Required work
Swap "deepest" for "most central" in the entries starting at the line that contains "Thanks for the photo. Could you please mark the white" and ending at the line that contains "Thanks for the photo. Could you please mark the pink background", and reproduce only those lines with everything else unchanged.

Supplied information
··········
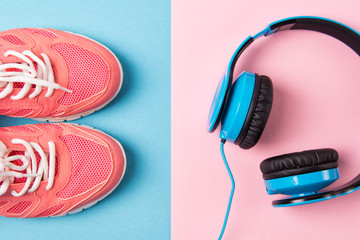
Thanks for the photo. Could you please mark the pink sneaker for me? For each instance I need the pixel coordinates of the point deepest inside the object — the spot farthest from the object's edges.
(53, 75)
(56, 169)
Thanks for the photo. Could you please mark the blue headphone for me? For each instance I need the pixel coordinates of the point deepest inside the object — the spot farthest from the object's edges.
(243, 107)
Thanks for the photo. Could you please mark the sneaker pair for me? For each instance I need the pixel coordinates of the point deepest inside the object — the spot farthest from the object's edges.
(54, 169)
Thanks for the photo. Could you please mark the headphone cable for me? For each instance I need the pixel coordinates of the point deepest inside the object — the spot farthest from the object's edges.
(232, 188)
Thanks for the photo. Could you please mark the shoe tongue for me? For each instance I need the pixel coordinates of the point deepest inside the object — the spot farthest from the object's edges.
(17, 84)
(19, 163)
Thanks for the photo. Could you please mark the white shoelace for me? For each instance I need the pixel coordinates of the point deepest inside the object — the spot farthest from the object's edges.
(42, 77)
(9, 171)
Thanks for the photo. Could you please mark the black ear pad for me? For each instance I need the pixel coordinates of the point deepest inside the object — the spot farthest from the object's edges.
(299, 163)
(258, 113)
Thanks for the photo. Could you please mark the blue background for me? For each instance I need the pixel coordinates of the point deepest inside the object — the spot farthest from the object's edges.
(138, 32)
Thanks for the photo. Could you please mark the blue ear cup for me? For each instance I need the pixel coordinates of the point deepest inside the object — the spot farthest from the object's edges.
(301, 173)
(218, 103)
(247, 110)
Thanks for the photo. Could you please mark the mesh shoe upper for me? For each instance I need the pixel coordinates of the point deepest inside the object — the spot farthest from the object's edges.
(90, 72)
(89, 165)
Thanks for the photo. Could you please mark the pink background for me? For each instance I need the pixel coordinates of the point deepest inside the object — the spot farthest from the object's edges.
··········
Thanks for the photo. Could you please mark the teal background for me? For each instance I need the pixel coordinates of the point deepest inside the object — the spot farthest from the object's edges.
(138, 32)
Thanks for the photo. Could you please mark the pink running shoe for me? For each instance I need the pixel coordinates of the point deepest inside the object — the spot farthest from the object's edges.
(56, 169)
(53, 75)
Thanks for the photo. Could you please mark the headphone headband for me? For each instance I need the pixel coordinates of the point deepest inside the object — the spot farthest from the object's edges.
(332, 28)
··········
Response to the task
Thanks for the photo. Could you please mark the white shoelace for me? For each instance I need the pixel coordinates of the point most central inside the object — the spot farthest from the object's edges.
(42, 77)
(9, 171)
Thanks for the photo. Could you please mark the black ear pad for me? For each instance I need the pixel coordinates of the point most central inside the object — the spot farthest from the object's edges.
(299, 163)
(258, 113)
Thanks for the photo. Could you please mark the blue background for me? For each instance I need the pixel coordinates of the point most central inside the object — the spot farthest from the object's edges.
(138, 32)
Thanks for the photo. Could you please mark the blue ear cup for me? For each instance I need the pixel coordinates of the point most central inside the object — the spot farthest from the object's edges.
(301, 173)
(218, 103)
(247, 110)
Thanks for the photo. Could you please mark the mesh shoe upper for me? For each instance I need the pixel coordinates of the point most central inside the object — the spot farthest from the object's edges.
(90, 72)
(89, 165)
Thanks for the photo. Could you please mark the pink background for me? For each instance I need the pixel coordinates of the point most central inside the object — the spot farthest from the object's edges.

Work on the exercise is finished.